---- EXERCISE INPUT

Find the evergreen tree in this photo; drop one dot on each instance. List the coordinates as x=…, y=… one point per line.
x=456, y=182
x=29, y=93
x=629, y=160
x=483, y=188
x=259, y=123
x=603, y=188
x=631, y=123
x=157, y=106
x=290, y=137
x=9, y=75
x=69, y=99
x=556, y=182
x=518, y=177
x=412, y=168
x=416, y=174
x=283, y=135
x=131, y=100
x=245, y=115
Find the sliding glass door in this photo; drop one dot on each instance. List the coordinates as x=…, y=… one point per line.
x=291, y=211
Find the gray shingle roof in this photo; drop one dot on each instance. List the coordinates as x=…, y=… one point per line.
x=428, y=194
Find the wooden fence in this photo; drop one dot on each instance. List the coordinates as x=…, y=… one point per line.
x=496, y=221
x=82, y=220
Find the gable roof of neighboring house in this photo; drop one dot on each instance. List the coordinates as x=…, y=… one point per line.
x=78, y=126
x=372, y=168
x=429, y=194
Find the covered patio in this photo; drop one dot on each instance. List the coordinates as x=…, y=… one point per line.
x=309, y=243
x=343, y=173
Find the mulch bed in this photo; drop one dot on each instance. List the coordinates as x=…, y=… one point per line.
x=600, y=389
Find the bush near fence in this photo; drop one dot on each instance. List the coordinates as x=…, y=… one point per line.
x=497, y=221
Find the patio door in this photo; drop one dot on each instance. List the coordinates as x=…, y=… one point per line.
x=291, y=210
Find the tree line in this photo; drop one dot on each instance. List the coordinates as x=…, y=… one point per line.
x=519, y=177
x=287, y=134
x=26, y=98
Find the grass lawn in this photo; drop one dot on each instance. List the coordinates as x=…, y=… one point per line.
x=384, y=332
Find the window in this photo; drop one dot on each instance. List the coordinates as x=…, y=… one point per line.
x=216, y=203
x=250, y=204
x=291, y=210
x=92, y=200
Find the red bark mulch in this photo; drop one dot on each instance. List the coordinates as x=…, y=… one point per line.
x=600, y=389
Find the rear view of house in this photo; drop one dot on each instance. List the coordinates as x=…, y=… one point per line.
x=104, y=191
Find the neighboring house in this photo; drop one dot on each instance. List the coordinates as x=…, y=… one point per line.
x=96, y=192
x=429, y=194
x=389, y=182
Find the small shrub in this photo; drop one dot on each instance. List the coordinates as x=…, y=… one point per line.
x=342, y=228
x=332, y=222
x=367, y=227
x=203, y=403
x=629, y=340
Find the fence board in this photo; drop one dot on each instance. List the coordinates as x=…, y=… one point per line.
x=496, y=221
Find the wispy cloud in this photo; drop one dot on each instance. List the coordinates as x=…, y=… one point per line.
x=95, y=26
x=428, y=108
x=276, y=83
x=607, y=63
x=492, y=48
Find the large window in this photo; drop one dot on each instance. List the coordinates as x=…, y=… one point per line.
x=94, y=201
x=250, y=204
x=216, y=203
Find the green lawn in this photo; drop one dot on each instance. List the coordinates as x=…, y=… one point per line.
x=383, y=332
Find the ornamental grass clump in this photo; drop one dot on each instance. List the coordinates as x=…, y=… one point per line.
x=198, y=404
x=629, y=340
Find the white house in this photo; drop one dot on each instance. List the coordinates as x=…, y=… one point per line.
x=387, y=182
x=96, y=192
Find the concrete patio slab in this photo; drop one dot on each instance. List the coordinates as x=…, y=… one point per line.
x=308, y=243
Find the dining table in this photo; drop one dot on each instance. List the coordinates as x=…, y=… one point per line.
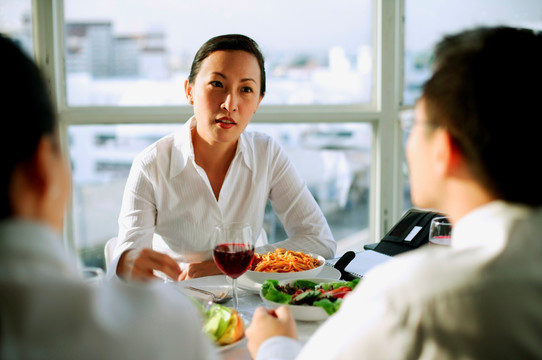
x=249, y=300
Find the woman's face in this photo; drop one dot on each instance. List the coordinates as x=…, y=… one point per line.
x=225, y=94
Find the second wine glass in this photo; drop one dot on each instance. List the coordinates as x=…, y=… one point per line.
x=440, y=232
x=233, y=250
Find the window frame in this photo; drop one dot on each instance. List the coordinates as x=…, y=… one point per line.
x=383, y=113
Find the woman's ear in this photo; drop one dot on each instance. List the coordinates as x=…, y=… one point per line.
x=449, y=158
x=188, y=91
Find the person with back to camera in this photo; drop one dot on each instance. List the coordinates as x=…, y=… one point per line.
x=210, y=172
x=471, y=154
x=47, y=310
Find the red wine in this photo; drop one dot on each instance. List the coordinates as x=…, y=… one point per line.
x=233, y=259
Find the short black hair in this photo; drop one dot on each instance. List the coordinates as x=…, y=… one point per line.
x=486, y=91
x=28, y=113
x=228, y=42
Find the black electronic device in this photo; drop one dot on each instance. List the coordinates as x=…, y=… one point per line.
x=410, y=232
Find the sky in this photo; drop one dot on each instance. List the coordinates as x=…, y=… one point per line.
x=285, y=25
x=275, y=25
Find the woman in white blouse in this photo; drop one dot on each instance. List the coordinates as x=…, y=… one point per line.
x=211, y=171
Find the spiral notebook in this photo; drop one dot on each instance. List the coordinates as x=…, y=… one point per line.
x=358, y=264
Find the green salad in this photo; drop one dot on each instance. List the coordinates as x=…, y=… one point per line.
x=327, y=295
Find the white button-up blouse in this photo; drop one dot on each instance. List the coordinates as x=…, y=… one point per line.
x=169, y=204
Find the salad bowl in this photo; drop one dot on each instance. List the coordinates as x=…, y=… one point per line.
x=307, y=305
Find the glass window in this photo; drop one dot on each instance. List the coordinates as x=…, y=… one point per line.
x=334, y=160
x=317, y=52
x=426, y=22
x=16, y=22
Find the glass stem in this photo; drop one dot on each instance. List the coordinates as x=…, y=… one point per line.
x=234, y=288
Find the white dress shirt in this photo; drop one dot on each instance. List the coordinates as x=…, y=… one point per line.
x=48, y=312
x=169, y=204
x=479, y=299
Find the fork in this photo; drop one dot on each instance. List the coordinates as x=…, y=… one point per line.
x=223, y=297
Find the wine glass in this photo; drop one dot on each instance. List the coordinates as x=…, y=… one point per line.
x=233, y=251
x=440, y=232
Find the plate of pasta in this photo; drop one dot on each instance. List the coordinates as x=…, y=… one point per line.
x=283, y=264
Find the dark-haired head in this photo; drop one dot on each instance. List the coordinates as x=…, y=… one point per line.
x=28, y=114
x=486, y=91
x=228, y=42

--------

** EXERCISE REQUIREMENTS **
Leave out the pictures and output the rest of the records exactly.

** OUTPUT OF THE EXERCISE **
Find the evergreen tree in this photo; drop one dot on each instance. List the coordinates as x=…, y=… one point per line.
x=456, y=182
x=29, y=93
x=629, y=160
x=483, y=188
x=259, y=123
x=603, y=188
x=631, y=123
x=157, y=106
x=290, y=137
x=9, y=75
x=69, y=99
x=556, y=182
x=518, y=177
x=412, y=168
x=416, y=174
x=283, y=135
x=131, y=100
x=245, y=115
Find the sliding glass door in this photo; drop one dot on each instance. List the coordinates as x=…, y=… one point per line.
x=291, y=211
Find the gray shingle roof in this photo; drop one dot on each instance. List the coordinates as x=…, y=… one point per line.
x=428, y=194
Find the wooden fence in this photo; drop one dot on each instance. List the coordinates as x=…, y=… one point per line.
x=496, y=221
x=82, y=220
Find the gable roof of neighboring house in this photo; drop one dot on each instance. List the coordinates as x=…, y=… one point per line.
x=78, y=126
x=372, y=168
x=429, y=194
Find the covered patio in this photo; drop one dot on each instance. List the coordinates as x=…, y=… one point per line.
x=309, y=243
x=343, y=173
Find the mulch bed in this photo; drop one dot on each instance. List the coordinates as x=…, y=… one point per line.
x=600, y=389
Find the bush near fence in this photo; drop one dot on each instance. List the coordinates as x=…, y=… one point per line.
x=497, y=221
Find the patio door in this photo; drop one dot on each instance. List the coordinates as x=…, y=… one point per line.
x=291, y=210
Find the tree line in this photo; drop one dot on each instance. List the coordinates as x=…, y=… one point per line.
x=519, y=177
x=287, y=134
x=26, y=98
Find the grass lawn in this photo; drop one dot on each instance. List the coordinates as x=…, y=… one point per line.
x=384, y=332
Find the window in this photo; drop one dot on each instance. List the coordinates as x=…, y=… one point per line.
x=216, y=203
x=250, y=204
x=291, y=210
x=92, y=200
Find the red bark mulch in this photo; drop one dot on each instance. List the coordinates as x=…, y=… one point per line.
x=600, y=389
Find the rear view of house in this photo; drop one dot on each instance. List the coordinates as x=…, y=… one point per line.
x=104, y=191
Find the neighboring house in this photo; drop one dot on each instance. List the coordinates as x=…, y=… one point per line.
x=96, y=192
x=429, y=194
x=389, y=182
Find the small shrub in this photo; drop one dot on each instance. List the coordinates as x=…, y=… one point per line.
x=342, y=228
x=332, y=222
x=367, y=227
x=203, y=403
x=629, y=340
Find the fence board in this photo; drop one dot on each instance. List the coordinates as x=…, y=… one point per line.
x=496, y=221
Find the wispy cloud in this photo; drop one dot on each instance. List the coordinates as x=…, y=… one point per line.
x=95, y=26
x=428, y=108
x=276, y=83
x=607, y=63
x=492, y=48
Find the large window in this photo; drop one dot on each instance. List the coordinates as x=…, y=… one point per line.
x=94, y=201
x=250, y=204
x=216, y=203
Find the green lawn in this photo; drop one dot on each instance. List the coordinates as x=…, y=… one point per line.
x=383, y=332
Find the ornamental grass clump in this photo; drop one dot on each instance. List the coordinates as x=…, y=… one point per line.
x=198, y=404
x=629, y=340
Find the white house in this photo; drop one dot on each instance. List the coordinates as x=…, y=… one point per line.
x=387, y=182
x=96, y=192
Find the concrete patio slab in this photo; drop one dot on each instance. List the coordinates as x=…, y=… one point per line.
x=308, y=243
Find the dining table in this photo; drop one dot on each instance. List the coordinates as x=…, y=… one point per line.
x=249, y=300
Find the woman's face in this photo; drop one dot on each instance. List the coordinates as x=…, y=… one point per line.
x=225, y=94
Find the second wine glass in this photo; drop one dot on each instance. List the coordinates as x=…, y=… one point per line.
x=440, y=232
x=233, y=250
Find the window frame in this photo; drop one dot on each instance. List the coordinates as x=…, y=… one point per line.
x=383, y=113
Find the woman's ear in this photo; drop one dot on each instance. List the coordinates as x=…, y=… one point per line.
x=449, y=158
x=188, y=91
Find the person with back to camera in this photo; drop one dot on each instance. List the coordinates as x=…, y=… one point per line.
x=210, y=172
x=471, y=154
x=47, y=310
Find the red wine in this photo; drop one dot on each instance. List the coordinates as x=…, y=… one point per line.
x=233, y=259
Find the short black hair in this photo; drop one dot on each instance. List the coordinates as x=…, y=… one point per line.
x=486, y=91
x=28, y=113
x=228, y=42
Find the black electronic device in this photo; drop one dot on each instance. List the coordinates as x=…, y=… one point per line.
x=410, y=232
Find the sky in this photo; drop one dot on each instance. List the coordinates as x=…, y=… one point per line.
x=285, y=25
x=275, y=25
Find the woman in white blouse in this photo; drop one dot on each instance. List the coordinates as x=…, y=… one point per line.
x=211, y=171
Find the spiral notebook in this photo; drop one dot on each instance. List the coordinates as x=…, y=… one point per line.
x=358, y=264
Find the green salad in this photo; drop one dot on each instance. List the coordinates as x=…, y=… one point per line.
x=327, y=295
Find the white button-up blouse in this photo; drop one dot on each instance. List the coordinates as x=…, y=… one point per line.
x=169, y=204
Find the salad bowl in this photo; drop one dot on each instance. List the coordinates as x=…, y=… one point per line.
x=307, y=305
Find the glass window in this photo; drop one dot on each instance. List the coordinates as x=…, y=… one point per line.
x=334, y=160
x=317, y=52
x=426, y=22
x=16, y=22
Find the glass stem in this photo; drop one dot on each instance. List the coordinates as x=…, y=… one point per line.
x=234, y=288
Find the white dress shirt in this photo; drop one dot on each instance. List the coordinates as x=…, y=… one point per line.
x=48, y=312
x=169, y=204
x=479, y=299
Find the fork in this photo; drop one dot on each instance. List the coordinates as x=…, y=… one point per line.
x=223, y=297
Find the wine glass in this photo; drop one dot on each instance. List the coordinates as x=…, y=… one point per line.
x=233, y=251
x=440, y=232
Find the plate of pasta in this photo; drop one dot on each instance. List the coordinates as x=…, y=… one point per line.
x=283, y=264
Find the dark-haired head in this photo; drop one dot on each instance. List the coordinates as x=…, y=… one point per line.
x=28, y=114
x=486, y=91
x=228, y=42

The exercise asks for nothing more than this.